▶ _EXTRACT TO READ_

++++++++

In an explosive newsbreak that generated headlines all around the world, a document submitted by army Sergeant Erik Saar to the Pentagon for clearance was leaked to the Associated Press in January, 2005. His account of appalling sexual interrogation tactics used on detainees at Guantanamo Bay was shocking, but that was only one small part of the story of what he saw at Guantanamo -- and the leak was only one more strange twist in his profoundly disturbing and life-changing trip behind the scenes of America's war on terror.
Saar couldn't have been more eager to get to Gitmo. After two years in the army learning Arabic, becoming a military intelligence linguist, he pounced on the chance to apply his new skills to extracting crucial intelligence from the terrorists. But when he walked through the heavily guarded, double-locked and double-gated fence line surrounding Camp Delta -- the special facility built for the "worst of the worst" al Qaeda and Taliban suspects - he entered a bizarre world that defied everything he'd expected, belied a great deal of what the Pentagon has claimed, and defiled the most cherished values of American life.

++++++++

▶ _DATA EXTRACTS_
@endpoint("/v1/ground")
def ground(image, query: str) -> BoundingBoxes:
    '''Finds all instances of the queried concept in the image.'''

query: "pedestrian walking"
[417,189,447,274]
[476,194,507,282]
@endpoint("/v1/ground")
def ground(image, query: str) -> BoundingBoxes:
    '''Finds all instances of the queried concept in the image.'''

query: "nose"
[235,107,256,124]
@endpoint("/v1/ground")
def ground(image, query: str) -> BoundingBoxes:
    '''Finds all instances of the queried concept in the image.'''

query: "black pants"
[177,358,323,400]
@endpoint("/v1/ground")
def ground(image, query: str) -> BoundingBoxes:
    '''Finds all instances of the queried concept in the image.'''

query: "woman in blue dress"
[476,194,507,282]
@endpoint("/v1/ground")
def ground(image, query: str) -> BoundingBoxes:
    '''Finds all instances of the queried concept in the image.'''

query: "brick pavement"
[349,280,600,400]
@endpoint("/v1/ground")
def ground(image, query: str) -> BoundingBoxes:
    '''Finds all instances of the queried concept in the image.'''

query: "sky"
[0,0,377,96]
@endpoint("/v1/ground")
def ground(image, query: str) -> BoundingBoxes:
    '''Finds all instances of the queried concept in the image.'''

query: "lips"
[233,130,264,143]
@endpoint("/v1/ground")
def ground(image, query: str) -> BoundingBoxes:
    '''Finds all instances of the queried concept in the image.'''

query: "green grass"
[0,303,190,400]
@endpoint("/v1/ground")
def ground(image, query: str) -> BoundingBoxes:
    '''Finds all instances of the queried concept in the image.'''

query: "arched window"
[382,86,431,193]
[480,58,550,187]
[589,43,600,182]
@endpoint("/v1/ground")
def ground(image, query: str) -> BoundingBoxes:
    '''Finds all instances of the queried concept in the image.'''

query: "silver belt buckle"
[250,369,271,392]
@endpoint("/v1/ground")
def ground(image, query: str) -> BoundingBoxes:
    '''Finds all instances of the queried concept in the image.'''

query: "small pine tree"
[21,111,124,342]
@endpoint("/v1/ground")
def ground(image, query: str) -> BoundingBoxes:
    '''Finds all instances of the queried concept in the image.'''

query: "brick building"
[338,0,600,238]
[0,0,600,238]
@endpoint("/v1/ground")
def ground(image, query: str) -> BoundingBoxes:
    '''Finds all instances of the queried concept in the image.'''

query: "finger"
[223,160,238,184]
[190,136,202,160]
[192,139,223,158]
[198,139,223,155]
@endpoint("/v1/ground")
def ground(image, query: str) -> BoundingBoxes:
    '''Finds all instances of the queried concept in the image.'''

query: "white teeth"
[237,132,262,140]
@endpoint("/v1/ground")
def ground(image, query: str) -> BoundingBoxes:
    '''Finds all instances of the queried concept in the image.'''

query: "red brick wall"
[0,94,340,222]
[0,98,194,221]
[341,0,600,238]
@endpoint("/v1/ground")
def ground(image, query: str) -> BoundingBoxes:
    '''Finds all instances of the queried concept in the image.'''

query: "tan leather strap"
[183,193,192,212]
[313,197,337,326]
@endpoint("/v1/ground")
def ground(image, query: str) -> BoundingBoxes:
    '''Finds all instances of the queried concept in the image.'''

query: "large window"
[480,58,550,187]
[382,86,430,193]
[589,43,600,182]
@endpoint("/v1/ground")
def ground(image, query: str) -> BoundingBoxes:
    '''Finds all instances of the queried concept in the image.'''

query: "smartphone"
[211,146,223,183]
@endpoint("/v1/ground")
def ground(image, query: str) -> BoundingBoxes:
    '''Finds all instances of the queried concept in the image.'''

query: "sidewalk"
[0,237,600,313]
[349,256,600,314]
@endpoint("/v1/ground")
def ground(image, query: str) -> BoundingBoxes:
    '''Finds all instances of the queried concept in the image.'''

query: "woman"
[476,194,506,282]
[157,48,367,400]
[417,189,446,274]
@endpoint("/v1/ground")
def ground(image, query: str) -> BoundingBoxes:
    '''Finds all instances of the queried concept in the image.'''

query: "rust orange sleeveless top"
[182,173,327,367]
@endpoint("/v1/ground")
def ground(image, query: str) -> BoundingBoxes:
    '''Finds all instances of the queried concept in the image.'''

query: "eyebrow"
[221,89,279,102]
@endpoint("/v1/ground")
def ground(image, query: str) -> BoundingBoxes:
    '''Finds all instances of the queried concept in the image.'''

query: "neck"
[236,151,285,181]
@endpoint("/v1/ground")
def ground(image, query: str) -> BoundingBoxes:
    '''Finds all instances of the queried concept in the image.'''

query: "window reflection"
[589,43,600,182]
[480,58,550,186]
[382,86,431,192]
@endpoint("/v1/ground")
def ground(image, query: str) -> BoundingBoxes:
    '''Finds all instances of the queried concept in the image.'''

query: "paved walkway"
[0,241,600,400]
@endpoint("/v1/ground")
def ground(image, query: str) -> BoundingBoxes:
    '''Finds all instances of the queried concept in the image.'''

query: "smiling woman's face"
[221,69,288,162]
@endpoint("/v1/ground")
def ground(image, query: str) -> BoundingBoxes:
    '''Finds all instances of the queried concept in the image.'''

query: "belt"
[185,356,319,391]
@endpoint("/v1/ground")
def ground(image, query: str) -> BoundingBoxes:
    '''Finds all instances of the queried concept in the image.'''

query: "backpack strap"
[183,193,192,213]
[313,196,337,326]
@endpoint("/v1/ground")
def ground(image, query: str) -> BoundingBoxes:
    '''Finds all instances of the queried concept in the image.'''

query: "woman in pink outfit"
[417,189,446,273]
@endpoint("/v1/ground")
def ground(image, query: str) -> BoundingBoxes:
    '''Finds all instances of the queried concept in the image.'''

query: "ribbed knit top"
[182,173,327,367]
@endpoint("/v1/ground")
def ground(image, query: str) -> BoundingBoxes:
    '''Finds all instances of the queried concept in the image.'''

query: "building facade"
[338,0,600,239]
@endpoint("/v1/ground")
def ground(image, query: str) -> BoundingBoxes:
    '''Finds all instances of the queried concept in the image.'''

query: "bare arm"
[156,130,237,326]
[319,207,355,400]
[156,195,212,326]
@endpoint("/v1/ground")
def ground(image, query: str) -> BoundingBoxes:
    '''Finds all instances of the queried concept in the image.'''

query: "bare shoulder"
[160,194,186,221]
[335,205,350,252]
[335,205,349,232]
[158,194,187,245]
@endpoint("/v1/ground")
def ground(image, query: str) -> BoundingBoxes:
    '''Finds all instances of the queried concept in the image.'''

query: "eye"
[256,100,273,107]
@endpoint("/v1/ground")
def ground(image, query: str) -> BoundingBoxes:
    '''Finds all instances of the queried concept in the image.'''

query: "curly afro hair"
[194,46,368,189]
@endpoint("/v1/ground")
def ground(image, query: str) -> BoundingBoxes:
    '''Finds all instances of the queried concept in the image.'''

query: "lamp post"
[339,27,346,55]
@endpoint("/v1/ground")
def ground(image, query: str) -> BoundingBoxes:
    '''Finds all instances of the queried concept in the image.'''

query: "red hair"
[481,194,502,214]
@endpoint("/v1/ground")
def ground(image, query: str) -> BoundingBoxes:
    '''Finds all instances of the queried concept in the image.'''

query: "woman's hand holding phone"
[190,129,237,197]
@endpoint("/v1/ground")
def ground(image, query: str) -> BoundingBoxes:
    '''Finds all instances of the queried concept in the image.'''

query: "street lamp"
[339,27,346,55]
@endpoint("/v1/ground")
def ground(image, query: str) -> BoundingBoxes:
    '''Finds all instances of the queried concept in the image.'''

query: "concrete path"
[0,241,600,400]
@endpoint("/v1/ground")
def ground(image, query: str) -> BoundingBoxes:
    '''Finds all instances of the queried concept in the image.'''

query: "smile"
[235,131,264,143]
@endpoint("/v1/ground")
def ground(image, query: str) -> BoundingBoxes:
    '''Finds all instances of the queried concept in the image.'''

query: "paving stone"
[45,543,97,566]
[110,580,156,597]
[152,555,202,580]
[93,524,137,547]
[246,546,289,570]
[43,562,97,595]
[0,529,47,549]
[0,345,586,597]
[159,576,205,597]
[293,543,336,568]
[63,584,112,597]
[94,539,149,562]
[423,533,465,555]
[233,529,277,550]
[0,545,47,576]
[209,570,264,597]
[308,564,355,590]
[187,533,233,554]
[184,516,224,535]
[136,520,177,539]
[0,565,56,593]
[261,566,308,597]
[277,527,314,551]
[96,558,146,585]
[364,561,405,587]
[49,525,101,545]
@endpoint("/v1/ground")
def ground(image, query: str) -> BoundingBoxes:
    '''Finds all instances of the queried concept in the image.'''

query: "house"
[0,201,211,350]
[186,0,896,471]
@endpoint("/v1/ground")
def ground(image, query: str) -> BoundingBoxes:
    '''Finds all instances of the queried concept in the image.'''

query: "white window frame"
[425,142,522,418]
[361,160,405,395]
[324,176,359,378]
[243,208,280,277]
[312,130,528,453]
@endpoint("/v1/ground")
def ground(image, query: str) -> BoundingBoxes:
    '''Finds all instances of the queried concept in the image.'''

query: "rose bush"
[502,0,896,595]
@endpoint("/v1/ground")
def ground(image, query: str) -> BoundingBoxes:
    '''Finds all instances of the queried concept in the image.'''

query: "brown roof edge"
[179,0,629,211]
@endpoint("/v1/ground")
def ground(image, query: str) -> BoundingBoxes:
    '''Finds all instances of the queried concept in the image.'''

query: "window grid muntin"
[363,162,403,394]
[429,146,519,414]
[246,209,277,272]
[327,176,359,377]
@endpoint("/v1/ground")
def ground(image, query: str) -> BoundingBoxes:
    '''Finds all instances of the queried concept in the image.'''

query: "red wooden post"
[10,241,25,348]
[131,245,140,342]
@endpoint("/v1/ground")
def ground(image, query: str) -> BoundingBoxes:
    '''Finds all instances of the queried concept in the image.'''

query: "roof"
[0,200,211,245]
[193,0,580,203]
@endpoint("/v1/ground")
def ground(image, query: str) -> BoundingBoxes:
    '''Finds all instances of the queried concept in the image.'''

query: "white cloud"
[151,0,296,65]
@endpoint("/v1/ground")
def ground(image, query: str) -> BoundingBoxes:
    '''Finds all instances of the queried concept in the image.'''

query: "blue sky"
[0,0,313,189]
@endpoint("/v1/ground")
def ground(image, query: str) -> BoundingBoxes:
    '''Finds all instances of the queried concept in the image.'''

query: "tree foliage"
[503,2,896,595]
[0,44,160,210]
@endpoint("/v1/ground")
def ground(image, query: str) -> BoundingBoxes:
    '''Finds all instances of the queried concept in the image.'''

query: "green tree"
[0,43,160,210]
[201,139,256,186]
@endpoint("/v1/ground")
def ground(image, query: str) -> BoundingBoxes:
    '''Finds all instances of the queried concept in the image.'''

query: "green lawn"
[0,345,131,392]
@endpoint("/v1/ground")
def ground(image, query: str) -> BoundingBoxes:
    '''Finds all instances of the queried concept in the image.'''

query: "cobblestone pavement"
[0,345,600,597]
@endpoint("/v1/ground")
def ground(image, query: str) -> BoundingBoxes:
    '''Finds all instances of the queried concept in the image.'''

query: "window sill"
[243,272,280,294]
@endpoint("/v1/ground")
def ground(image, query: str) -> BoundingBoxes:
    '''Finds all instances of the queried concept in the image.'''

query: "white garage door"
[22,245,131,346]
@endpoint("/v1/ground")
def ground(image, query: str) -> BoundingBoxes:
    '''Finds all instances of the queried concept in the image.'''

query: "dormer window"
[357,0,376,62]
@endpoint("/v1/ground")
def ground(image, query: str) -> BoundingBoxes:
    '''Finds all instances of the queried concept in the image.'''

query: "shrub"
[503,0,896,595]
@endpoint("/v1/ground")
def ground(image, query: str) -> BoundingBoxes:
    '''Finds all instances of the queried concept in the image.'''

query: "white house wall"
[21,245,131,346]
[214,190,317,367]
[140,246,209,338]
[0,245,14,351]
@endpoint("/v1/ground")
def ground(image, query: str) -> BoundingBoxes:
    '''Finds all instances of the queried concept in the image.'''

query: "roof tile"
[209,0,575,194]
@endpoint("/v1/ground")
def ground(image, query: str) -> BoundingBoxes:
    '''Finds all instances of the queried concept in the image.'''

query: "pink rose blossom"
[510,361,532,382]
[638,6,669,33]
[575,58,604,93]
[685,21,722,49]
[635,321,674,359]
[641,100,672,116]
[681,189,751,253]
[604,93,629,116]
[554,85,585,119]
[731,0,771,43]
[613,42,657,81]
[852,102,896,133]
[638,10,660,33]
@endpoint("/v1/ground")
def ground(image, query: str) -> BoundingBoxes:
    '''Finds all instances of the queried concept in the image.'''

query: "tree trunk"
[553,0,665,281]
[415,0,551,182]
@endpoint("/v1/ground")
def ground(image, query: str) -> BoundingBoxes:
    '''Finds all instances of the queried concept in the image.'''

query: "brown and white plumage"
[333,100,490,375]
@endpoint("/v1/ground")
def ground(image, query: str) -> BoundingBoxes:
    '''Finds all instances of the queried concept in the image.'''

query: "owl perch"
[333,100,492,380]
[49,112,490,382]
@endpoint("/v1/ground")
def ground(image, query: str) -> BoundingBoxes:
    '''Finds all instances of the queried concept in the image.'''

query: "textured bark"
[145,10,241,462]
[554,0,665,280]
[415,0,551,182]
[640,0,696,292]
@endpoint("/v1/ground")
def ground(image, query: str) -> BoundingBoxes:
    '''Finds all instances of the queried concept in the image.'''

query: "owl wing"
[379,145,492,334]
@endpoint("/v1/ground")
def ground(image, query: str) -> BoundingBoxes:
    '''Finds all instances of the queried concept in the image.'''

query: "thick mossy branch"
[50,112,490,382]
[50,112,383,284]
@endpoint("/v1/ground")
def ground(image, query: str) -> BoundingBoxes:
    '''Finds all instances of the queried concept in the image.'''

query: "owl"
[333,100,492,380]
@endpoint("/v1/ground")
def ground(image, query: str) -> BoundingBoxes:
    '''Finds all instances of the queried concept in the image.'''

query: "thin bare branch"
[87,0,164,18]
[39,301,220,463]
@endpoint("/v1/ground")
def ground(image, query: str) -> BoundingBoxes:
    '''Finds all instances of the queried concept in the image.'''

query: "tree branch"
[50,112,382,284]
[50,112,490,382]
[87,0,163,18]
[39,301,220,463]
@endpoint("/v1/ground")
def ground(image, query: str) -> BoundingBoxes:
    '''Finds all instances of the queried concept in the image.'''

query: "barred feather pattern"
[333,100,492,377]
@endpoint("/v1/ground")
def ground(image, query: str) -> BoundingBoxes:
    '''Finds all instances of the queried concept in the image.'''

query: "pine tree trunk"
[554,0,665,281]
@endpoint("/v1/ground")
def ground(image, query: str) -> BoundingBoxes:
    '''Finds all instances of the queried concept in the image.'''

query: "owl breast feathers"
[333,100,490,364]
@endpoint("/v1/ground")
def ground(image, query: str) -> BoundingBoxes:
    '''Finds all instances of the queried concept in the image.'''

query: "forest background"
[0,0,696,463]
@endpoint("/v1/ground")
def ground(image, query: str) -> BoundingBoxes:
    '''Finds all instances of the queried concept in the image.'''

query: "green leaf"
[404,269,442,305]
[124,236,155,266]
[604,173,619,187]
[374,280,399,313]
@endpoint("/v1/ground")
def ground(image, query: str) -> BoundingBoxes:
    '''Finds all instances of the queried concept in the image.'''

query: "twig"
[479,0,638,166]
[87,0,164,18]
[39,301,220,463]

++++++++

▶ _REQUIREMENT_
Please state, from the passage about Sergeant Erik Saar, how long he spent in the army learning Arabic before he went to Guantanamo.

▶ _ANSWER FOR THIS EXERCISE_
Two years.